* Begin DATA EXCERPTS *

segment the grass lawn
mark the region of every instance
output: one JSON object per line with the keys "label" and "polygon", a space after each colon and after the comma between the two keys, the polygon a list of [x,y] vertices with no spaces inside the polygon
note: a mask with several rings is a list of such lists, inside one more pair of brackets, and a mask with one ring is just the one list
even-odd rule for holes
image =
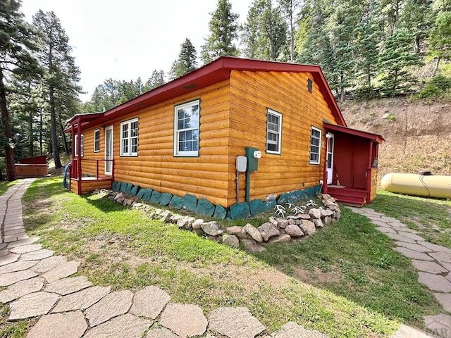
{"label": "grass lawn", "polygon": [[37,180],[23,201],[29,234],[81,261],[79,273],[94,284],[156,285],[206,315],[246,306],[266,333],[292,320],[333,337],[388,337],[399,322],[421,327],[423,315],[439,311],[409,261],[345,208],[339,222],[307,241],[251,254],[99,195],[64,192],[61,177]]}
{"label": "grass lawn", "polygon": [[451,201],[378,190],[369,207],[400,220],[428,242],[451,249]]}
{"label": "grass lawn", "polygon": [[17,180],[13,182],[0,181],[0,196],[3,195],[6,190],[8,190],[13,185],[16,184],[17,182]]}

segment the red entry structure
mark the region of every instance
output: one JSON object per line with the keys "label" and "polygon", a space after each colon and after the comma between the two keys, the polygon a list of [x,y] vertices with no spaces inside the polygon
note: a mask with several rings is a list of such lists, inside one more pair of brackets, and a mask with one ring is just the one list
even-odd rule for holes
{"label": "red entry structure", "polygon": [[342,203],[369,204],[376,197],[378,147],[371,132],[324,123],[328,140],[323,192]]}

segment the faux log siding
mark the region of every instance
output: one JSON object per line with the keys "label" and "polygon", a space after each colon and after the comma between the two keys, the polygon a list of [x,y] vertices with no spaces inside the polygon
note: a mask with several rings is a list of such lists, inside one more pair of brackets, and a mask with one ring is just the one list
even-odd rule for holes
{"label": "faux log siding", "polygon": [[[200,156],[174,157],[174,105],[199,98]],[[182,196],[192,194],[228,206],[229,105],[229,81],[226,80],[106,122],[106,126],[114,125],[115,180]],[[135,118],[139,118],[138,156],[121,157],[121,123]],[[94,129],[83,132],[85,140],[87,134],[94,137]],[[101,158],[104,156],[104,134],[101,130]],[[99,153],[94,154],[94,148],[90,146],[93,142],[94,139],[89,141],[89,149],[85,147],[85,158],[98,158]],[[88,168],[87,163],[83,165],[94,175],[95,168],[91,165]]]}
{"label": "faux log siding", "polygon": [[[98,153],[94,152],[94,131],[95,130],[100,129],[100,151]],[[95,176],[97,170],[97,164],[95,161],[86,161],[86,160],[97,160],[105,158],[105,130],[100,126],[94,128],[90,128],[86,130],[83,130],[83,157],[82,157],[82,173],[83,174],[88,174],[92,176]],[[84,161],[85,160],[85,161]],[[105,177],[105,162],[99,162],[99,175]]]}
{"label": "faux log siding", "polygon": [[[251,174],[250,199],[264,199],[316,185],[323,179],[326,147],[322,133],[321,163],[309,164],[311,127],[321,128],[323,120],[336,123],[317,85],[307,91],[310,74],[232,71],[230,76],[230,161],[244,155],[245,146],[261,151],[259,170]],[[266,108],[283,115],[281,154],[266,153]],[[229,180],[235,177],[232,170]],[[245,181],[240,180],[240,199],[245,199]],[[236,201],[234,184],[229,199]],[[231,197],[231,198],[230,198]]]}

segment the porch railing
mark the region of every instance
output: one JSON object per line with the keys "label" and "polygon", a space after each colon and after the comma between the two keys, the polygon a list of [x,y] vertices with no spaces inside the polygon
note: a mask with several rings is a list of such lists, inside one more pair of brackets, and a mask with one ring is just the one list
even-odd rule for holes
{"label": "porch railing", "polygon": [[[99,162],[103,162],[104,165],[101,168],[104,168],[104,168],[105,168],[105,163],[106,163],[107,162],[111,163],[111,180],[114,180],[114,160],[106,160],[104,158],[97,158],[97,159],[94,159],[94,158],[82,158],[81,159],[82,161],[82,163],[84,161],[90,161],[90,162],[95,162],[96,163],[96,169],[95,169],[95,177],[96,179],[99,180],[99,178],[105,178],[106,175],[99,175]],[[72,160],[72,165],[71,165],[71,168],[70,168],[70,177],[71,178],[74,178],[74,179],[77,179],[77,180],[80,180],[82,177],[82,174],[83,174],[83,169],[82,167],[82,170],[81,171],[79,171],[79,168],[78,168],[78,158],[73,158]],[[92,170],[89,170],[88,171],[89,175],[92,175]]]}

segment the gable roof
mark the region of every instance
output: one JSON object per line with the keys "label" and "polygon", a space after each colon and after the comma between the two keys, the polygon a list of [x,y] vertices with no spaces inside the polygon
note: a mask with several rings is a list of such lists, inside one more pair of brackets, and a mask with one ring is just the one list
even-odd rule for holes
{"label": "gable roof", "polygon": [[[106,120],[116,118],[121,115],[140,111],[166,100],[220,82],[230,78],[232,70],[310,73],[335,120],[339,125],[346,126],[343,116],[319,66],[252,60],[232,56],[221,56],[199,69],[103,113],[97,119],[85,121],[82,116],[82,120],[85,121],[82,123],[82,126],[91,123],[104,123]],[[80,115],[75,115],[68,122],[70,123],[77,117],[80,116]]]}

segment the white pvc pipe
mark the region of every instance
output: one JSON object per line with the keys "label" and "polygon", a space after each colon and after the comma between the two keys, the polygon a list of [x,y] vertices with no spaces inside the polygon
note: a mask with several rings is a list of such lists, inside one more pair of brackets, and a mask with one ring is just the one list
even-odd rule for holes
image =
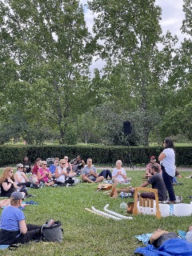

* End DATA EXCERPTS *
* Begin DATA EXCERPTS *

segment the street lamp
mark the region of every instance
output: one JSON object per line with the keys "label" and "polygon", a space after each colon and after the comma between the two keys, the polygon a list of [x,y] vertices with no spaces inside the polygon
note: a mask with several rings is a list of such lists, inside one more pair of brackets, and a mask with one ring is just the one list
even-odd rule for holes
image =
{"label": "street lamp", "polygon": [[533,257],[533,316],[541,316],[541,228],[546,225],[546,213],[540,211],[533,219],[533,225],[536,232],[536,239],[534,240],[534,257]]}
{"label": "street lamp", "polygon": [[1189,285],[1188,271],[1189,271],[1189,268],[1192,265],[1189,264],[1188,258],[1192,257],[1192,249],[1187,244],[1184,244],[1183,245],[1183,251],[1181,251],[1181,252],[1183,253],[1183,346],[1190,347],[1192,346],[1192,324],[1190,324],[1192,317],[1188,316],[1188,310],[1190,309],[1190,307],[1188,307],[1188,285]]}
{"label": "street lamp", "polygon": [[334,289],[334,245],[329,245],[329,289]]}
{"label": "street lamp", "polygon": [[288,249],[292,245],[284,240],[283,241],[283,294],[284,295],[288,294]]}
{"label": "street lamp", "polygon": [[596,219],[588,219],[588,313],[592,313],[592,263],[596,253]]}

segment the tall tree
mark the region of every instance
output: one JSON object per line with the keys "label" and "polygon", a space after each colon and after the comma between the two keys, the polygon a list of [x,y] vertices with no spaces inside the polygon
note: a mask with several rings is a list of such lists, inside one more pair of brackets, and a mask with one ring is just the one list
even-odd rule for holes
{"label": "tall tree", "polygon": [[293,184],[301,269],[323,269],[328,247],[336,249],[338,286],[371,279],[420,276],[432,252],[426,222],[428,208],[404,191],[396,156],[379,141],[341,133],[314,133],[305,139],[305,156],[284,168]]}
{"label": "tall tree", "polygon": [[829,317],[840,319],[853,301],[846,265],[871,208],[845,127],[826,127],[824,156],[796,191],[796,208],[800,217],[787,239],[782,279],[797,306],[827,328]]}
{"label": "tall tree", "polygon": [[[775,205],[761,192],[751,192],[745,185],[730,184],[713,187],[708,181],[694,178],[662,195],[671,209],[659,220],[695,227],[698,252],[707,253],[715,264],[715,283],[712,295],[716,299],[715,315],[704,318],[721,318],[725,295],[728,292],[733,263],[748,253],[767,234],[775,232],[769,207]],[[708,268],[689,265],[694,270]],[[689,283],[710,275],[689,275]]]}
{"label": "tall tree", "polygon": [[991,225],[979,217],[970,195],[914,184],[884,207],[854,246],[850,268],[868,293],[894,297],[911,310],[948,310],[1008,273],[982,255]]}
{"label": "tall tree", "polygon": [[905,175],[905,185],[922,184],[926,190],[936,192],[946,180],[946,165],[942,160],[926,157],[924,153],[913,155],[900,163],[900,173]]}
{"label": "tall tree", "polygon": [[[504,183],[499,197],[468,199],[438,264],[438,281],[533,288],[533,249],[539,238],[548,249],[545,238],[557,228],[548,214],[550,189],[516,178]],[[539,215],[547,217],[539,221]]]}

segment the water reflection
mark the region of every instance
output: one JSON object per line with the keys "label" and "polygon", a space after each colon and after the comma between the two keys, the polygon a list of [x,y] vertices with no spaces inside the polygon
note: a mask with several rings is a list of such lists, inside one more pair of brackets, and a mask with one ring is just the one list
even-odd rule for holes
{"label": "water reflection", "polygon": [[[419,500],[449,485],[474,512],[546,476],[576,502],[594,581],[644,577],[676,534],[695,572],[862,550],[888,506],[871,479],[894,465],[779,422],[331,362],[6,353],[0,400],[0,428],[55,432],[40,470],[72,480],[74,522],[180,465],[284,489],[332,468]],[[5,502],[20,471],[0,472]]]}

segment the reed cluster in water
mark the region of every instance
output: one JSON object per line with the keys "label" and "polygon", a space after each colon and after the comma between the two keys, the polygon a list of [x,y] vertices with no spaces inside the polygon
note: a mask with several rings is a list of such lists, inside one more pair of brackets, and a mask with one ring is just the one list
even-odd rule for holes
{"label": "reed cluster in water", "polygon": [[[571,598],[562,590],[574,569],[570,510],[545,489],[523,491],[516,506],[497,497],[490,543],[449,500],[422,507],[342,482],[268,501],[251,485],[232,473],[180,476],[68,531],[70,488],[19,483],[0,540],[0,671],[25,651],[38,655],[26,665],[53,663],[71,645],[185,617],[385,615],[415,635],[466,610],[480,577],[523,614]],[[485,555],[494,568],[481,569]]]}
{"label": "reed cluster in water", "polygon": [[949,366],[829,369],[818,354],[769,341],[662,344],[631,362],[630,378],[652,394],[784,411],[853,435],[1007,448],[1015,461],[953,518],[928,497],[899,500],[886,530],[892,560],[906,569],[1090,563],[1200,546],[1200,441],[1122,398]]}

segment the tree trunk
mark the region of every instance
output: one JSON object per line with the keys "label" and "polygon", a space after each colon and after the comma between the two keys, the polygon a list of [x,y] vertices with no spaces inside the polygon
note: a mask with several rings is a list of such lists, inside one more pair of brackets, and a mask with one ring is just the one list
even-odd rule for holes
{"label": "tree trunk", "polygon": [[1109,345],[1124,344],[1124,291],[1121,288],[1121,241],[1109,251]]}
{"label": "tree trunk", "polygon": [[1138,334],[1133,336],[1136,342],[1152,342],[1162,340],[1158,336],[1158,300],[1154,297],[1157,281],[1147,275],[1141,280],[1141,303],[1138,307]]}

* End DATA EXCERPTS *

• **AIM OF THE EXERCISE**
Show every line of the records above that contains the string "segment", copying each one in full.

• **WRITTEN REPLY**
segment the grass lawn
segment the red entry structure
segment the faux log siding
segment the porch railing
segment the gable roof
segment the white pvc pipe
segment the street lamp
segment the tall tree
segment the water reflection
segment the reed cluster in water
segment the tree trunk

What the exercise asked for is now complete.